_与えられた指示 A_
下の経路探索システムの文章をもとに、次の問いに答えよ。
(i) 実施の形態1で自律移動体として用いているものは何か。
(ii) トポロジーマップは何と何から構成されるか。
(iii) 経路探索を移動空間全体ではなくどこで行うことができるとされているか。

_文書本文_

本発明の実施の形態1にかかる経路探索システムでは、自律移動体としてロボットを用いている。ロボットは、例えば、それぞれ独立して回転制御される二つの車輪を備えたものでもよく、2輪よりも多い、例えば4輪走行のロボットや、1輪走行のロボット、2足歩行・4足歩行のロボットであってもよい。また、ロボットに限らず、2輪走行や4輪走行の車両にも適用できる。本例におけるロボットは、障害物を検出するセンサやカメラを備え、検出された障害物に応じて、これを避けるように経路探索を行なう。
【0025】
当該経路探索システムは、移動空間内に存在する移動始点より移動を開始し、移動空間内に存在する移動終点に到達する経路を探索する。経路探索システムは、ノード及びリンクから構成されるトポロジーマップを用いて経路を探索するため、移動空間に基づいてトポロジーマップを生成する。経路探索システムは、まず、移動空間を、領域に含まれる任意の2点間に経路が存在するように、複数の領域に分割する。次いで、各領域に対してノードを設定すると共に、各領域間の隣接関係に従ってノード間をリンクで接続することで、ノード及びリンクから構成されるトポロジーマップを生成する。そして、経路探索システムは、生成されたトポロジーマップにおいて経路を探索した上で、その探索されたトポロジーマップ上の経路に対応する移動空間の領域において経路を探索する。
【0026】
後述するように、探索されたトポロジーマップ上の経路の経由ノードに対応する移動空間の限定された領域にわたって、任意の2点間に経路が存在する。このため、移動空間の限定された領域にわたって、移動始点から移動終点への経路を正確に探索することができる。従って、このようなトポロジーマップを自動で生成して、トポロジーマップにおける経路探索結果を用いることで、移動空間全体ではなく限定された領域において経路探索を行うことができるため、広範な移動空間においても、高速かつ正確に経路を生成することができる。

_一覧の抜粋_

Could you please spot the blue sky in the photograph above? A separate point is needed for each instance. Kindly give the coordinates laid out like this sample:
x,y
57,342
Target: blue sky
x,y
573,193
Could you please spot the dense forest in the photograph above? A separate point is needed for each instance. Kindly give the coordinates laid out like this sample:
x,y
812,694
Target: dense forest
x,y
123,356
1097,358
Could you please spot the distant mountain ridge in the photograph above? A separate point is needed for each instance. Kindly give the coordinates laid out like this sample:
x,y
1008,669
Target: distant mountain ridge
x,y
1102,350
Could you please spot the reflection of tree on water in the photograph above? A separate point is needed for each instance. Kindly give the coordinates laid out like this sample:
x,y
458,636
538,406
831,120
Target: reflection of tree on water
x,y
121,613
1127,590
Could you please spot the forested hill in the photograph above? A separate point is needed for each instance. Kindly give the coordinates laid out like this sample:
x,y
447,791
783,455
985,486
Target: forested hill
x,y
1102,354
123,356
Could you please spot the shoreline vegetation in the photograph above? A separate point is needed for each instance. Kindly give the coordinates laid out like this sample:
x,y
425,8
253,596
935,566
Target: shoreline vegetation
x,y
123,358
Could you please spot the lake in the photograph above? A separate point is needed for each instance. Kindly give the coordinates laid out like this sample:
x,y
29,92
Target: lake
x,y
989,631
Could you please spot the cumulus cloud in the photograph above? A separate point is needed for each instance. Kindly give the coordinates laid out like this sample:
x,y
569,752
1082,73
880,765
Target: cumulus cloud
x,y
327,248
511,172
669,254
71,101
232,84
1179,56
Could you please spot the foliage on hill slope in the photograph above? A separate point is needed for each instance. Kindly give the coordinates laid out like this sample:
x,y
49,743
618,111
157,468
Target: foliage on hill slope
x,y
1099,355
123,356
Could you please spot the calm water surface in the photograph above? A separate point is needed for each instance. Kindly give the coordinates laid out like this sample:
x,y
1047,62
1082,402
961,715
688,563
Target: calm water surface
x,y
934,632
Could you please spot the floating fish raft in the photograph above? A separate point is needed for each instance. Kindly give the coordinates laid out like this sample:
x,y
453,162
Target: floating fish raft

_与えられた指示 B_
上の一覧から、「floating」という文字列を含む行をすべて抜き出せ。

_解答全文 A_
(i) ロボット
(ii) ノードとリンク
(iii) 移動空間の限定された領域

_解答全文 B_
Could you please spot the floating fish raft in the photograph above? A separate point is needed for each instance. Kindly give the coordinates laid out like this sample:
Target: floating fish raft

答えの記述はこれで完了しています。